◆ **INSTRUCCIONES**
**A.** Responde a partir del texto sobre Planeta encantado:
(i) ¿Qué tiempo se describe en la primera línea?
(ii) ¿Qué fecha figura sobre el título "Mucho cuidado con los de los platillos volantes"?
(iii) ¿En qué año se estrenó el programa Planeta encantado?
**B.** Transcribe sin cambios el fragmento del texto sobre Planeta encantado que empieza en "Mucho cuidado con" y acaba en "y la tergiversación.".
**C.** Prosigue el texto sobre Planeta encantado a partir de su última frase.

◆ **TEXTO EXTRAÍDO**
-------------------------
Lluvia y frío. Bendito mal tiempo de agosto. Nos libera de la ansiedad de disfrutar intensamente del verano. Las muchas obligaciones impuestas por el ocio pierden fuerza.

03 agosto 2007

Mucho cuidado con los de los platillos volantes

El periodista especializado en ciencia Luis Alfonso Gámez, indignado porque Televisión Española le hubiese encargado a J. J. Benítez, nada menos que para su primera cadena –se emitió encima en domingo-, el programa Planeta encantado, escribió en su blog dos entradas en las cuales, entre otras cosas, decía que era una lástima que TVE hubiese “seguido el juego a este inventor de misterios". “Programas como éste [estrenado en 2003] demuestran lo fácil que es que cualquier iluminado o estafador engañe a la población". Benítez, según el admirable Gámez, no dice más que sandeces, es un iluminado y basa su negocio en la mentira, el engaño público y la tergiversación.
-------------------------
◆ **DATOS PROPORCIONADOS**

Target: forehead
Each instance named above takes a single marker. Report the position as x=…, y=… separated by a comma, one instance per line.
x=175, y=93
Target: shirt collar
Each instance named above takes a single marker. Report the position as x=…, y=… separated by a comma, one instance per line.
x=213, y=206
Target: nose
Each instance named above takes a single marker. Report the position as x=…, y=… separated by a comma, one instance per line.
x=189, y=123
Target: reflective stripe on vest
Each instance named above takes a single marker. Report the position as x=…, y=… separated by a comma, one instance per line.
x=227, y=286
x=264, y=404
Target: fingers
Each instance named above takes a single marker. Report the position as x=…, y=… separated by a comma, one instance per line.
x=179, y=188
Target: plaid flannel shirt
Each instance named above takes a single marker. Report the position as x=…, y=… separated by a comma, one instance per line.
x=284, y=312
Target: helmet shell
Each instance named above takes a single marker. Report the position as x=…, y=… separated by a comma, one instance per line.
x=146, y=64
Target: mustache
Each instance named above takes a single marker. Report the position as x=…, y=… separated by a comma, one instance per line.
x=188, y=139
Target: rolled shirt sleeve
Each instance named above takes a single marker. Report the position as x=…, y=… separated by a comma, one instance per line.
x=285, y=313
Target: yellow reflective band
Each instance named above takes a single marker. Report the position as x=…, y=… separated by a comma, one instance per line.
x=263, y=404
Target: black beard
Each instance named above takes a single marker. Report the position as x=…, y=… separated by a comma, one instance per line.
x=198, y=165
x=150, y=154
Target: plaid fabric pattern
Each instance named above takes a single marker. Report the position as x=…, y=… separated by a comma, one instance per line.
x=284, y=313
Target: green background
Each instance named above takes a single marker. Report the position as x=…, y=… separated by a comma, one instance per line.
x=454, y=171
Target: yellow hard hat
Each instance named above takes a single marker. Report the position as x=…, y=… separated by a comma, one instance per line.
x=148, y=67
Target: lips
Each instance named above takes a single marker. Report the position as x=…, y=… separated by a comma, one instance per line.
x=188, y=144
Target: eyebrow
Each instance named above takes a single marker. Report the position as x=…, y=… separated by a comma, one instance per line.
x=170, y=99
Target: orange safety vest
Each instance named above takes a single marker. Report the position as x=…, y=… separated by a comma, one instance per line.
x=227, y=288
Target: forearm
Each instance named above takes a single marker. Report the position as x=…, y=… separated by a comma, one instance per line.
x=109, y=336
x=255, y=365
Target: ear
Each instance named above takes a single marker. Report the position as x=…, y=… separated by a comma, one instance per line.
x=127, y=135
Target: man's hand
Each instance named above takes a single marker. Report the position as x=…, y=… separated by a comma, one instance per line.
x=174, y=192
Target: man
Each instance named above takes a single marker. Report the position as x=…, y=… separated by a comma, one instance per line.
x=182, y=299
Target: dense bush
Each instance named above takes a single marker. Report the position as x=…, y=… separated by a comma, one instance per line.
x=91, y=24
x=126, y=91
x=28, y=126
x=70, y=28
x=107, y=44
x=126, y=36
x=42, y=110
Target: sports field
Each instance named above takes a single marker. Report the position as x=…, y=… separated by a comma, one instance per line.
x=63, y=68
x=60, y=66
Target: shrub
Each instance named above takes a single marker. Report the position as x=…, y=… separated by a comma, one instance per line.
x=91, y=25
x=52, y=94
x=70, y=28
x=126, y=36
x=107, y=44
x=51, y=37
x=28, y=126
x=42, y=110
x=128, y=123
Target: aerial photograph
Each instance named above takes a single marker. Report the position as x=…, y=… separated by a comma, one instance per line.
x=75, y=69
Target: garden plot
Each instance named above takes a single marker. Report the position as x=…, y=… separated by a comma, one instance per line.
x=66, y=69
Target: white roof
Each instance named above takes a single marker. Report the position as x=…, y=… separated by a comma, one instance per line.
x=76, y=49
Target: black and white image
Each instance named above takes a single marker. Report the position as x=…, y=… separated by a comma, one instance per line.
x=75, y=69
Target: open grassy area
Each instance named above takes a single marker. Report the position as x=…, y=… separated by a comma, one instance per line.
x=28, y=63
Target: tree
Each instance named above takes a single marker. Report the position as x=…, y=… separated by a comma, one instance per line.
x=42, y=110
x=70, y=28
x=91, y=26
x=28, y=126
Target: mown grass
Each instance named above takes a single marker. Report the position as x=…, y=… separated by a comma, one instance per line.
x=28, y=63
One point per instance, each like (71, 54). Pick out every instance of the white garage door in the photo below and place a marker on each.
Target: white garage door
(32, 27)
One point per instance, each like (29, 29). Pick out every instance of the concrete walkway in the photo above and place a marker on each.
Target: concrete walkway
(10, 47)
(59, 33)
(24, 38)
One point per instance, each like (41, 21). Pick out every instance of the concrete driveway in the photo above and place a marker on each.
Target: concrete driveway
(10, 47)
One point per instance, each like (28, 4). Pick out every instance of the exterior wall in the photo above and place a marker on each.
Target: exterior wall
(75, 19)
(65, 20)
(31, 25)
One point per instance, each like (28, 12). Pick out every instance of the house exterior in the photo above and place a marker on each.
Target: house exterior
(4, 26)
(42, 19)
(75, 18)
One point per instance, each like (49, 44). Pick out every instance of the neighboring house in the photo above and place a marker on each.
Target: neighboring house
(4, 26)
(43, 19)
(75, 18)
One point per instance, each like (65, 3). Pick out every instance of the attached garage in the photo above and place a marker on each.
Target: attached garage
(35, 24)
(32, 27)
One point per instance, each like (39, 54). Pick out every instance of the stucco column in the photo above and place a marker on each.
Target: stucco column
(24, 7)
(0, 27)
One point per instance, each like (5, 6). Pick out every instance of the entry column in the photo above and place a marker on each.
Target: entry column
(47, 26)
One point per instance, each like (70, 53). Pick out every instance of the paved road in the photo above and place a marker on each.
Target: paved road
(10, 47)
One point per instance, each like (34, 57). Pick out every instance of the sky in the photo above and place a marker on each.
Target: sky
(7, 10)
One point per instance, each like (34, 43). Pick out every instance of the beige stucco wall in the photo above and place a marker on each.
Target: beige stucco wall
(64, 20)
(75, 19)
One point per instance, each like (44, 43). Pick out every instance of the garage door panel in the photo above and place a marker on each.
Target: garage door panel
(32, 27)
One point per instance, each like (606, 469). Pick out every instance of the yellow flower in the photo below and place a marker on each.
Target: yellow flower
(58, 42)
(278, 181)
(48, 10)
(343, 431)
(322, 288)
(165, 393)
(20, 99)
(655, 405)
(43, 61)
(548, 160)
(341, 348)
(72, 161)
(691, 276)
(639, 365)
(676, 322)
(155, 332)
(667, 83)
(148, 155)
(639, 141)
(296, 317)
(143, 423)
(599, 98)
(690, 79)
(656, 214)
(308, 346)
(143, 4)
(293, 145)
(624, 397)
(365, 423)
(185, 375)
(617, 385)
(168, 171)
-------------------------
◆ **RESPUESTAS POR TAREA**
**A.**
(i) Lluvia y frío.
(ii) 03 agosto 2007.
(iii) En 2003.

**B.**
Mucho cuidado con los de los platillos volantes

El periodista especializado en ciencia Luis Alfonso Gámez, indignado porque Televisión Española le hubiese encargado a J. J. Benítez, nada menos que para su primera cadena –se emitió encima en domingo-, el programa Planeta encantado, escribió en su blog dos entradas en las cuales, entre otras cosas, decía que era una lástima que TVE hubiese “seguido el juego a este inventor de misterios". “Programas como éste [estrenado en 2003] demuestran lo fácil que es que cualquier iluminado o estafador engañe a la población". Benítez, según el admirable Gámez, no dice más que sandeces, es un iluminado y basa su negocio en la mentira, el engaño público y la tergiversación.

**C.**
Bueno, pues un juez ha considerado que comentarios de este tipo son un ataque al honor de Benítez y “tienen una sentido injurioso y vejatorio". ¡Qué pena que el periodista no hiciera como muchos parlamentarios y gentes de partido que califican de delincuente, tahúr, cuatrero o atracador a cualquier adversario, pero apostillan que lo son “políticamente hablando”. Como Gámez no guardó esa precaución, el juez lo ha condenado a pagar una indemnización de 6.000 euros al entusiasta de las astronaves extraterrestres y otras hierbas del pensamiento mágico. Y eso que el juez explica que, antes que el ahora condenado, mucha gente ha opinado y opina "cosas aún peores" de J. J. Benítez, y que estas expresiones "no se consideran tan demoledoras y difamatorias" porque los temas que durante años ha tratado Benítez tienen un alto contenido polémico y son susceptibles de herir, a su vez, sentimientos ajenos.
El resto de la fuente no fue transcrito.